- Required action
Using the listing below, set down exactly the lines starting at the line that contains "the blue sky" and ending at the line that contains "of the shoreline", both included, and no others.

- Data listing
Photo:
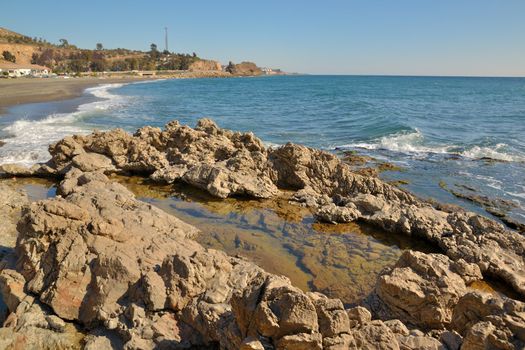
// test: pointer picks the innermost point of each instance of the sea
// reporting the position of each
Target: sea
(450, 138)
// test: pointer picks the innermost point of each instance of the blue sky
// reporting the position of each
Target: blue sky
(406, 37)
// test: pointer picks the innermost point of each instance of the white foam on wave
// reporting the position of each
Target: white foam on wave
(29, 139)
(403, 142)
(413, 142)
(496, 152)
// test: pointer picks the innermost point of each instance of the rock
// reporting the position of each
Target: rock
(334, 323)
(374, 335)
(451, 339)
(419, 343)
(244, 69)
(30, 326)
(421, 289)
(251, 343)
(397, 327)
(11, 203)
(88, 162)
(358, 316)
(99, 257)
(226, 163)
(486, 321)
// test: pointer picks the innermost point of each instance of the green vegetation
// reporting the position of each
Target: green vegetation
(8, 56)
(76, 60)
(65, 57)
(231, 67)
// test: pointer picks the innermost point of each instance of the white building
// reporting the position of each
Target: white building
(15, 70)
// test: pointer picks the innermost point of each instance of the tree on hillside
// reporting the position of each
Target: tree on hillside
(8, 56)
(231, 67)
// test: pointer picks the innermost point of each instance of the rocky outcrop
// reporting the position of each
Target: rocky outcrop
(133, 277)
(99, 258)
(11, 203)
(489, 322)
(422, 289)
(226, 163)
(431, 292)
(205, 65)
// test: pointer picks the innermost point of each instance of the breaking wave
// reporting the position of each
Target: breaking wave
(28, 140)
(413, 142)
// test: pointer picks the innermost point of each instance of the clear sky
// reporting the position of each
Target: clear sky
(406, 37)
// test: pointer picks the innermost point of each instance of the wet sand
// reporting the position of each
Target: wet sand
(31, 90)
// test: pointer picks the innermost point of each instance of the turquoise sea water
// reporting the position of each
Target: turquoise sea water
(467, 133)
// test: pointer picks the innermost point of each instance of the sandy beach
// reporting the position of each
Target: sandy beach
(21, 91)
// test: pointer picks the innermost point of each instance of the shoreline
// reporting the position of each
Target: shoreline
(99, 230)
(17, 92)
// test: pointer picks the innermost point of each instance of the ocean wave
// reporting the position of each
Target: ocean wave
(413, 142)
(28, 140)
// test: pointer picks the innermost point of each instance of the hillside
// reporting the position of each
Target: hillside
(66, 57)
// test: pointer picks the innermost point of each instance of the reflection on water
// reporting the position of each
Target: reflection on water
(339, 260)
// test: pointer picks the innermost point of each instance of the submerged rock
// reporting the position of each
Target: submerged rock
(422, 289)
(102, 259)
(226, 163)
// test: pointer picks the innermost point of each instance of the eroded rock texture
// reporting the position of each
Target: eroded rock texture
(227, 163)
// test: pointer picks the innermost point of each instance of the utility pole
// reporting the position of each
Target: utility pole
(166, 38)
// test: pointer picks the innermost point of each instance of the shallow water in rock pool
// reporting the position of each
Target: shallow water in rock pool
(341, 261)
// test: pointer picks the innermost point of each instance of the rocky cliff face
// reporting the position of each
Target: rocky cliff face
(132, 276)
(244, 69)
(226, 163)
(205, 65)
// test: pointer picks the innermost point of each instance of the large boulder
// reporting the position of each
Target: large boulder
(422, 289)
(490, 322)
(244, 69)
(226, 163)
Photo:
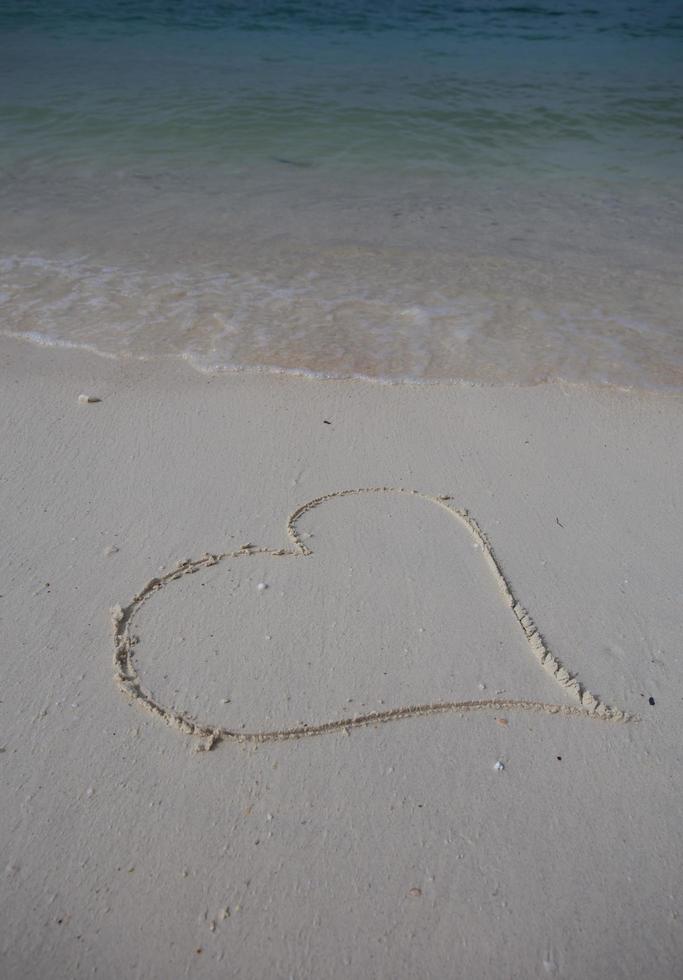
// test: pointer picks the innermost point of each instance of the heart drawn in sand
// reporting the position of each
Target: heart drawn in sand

- Response to this task
// test: pointer picks the innermost point of each instance of the blue sky
// reporting the position of each
Target: blue sky
(406, 37)
// test: pointer picks the innermost point of each instance of the white foam on wave
// reporting the position of each
Target: white foam on wave
(29, 139)
(403, 142)
(413, 142)
(496, 152)
// test: pointer picks the innermost point of each instance of the rock
// reporting the position of each
Target: rock
(334, 323)
(374, 335)
(451, 339)
(419, 343)
(244, 69)
(30, 326)
(421, 289)
(251, 343)
(397, 327)
(11, 203)
(88, 162)
(358, 316)
(99, 257)
(226, 163)
(486, 321)
// test: pointer picks the innermost point of each instance of the green vegetation
// reporting the position of each
Target: green vegetation
(8, 56)
(76, 60)
(65, 57)
(231, 67)
// test: pointer picks the innermost point of each instance of the white building
// reporting the position of each
Target: white building
(15, 70)
// test: pointer picks the innermost point of each instance of the tree on hillside
// reporting the position of each
Target: tree on hillside
(8, 56)
(231, 67)
// test: pointer picks the innermost point of each instance of the rocky outcrop
// reporting the position of each
Target: rocky outcrop
(133, 277)
(99, 258)
(11, 203)
(489, 322)
(422, 289)
(226, 163)
(431, 292)
(205, 65)
// test: pointer picks the innermost point of each instance of the breaking wave
// reporting the position of each
Target: breaking wave
(28, 140)
(413, 142)
// test: pointer picks the innermost point of each instance of the clear sky
// reporting the position of each
Target: clear sky
(406, 37)
// test: pointer picks the innermost point of each instance of the wet sand
// reporting the position of each
Target: wet sand
(31, 90)
// test: pointer picks the innermost point of each instance of the turquoise sea water
// reporting the position of each
Target: turquoise sea water
(467, 133)
// test: pointer picks the innermost point of each instance of the sandy beach
// reporting the position of each
Target: sandy beach
(21, 91)
// test: pointer picks the innermost point of each instance of the shoreline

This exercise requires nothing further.